RECORDS TO PROCESS START

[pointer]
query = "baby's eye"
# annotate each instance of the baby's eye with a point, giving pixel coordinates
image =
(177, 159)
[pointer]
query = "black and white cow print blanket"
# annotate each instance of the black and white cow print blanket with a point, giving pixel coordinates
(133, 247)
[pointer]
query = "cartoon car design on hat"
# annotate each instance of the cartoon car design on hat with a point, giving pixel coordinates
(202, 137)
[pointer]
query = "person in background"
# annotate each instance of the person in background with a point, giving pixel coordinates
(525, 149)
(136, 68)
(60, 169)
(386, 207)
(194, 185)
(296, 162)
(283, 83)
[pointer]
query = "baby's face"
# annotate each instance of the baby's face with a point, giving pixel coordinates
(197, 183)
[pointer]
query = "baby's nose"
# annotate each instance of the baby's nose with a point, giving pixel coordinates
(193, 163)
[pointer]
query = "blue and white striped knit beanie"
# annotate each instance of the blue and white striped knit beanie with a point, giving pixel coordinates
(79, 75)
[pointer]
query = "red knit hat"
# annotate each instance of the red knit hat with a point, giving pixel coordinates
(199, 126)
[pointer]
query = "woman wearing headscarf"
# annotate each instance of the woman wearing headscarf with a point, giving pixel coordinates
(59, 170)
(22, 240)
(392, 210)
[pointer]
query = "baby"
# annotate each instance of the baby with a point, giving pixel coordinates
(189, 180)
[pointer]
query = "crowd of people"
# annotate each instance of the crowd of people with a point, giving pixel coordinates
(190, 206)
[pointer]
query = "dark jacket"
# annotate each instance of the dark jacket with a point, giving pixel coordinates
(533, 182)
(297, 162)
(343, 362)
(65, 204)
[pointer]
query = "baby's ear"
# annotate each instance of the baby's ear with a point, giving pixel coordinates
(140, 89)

RECORDS TO PROCESS END

## WORK REQUEST
Write out the records again, exactly as given.

## RESPONSE BOX
[pointer]
query = "baby's eye"
# annotate each instance of the baby's eye with a point, giving pixel coordinates
image =
(177, 159)
[pointer]
query = "black and white cow print blanket"
# annotate each instance of the black and white cow print blanket with a point, giving pixel coordinates
(133, 247)
[pointer]
query = "cartoon car design on hat"
# annotate each instance of the cartoon car design on hat with a point, giving pixel coordinates
(202, 137)
[pointer]
query = "person in background"
# annotate each instance of the person in background with a point, giving pixel coordinates
(525, 149)
(136, 68)
(60, 169)
(386, 207)
(194, 185)
(296, 162)
(283, 83)
[pointer]
query = "baby's face"
# annotate each instance of the baby's face with a point, giving pixel coordinates
(197, 183)
[pointer]
query = "baby's nose"
# annotate each instance of the baby's nose with a point, giving pixel coordinates
(193, 163)
[pointer]
query = "blue and white striped knit beanie"
# annotate each instance of the blue and white striped knit beanie with a point, giving pixel coordinates
(79, 75)
[pointer]
query = "red knit hat"
# annotate each instance of the red knit hat with a point, giving pixel coordinates
(199, 126)
[pointer]
query = "woman wearing headscarf"
# annotate each instance of the woman wearing headscarf with a point, giving pixel coordinates
(59, 170)
(22, 240)
(392, 210)
[pointer]
query = "baby"
# annotate each instance of the baby with a point, giving pixel coordinates
(189, 180)
[pointer]
query = "crowd of people"
# annotate each instance of the crowd of people with a point, giving pixel coordinates
(190, 206)
[pointer]
query = "dark jacket"
# annotate each instance of the dark jacket with a point, giving pixel coordinates
(533, 182)
(297, 162)
(343, 362)
(65, 204)
[pointer]
query = "baby's ear"
# annotate each instance of the baby's ear with a point, giving pixel coordinates
(140, 89)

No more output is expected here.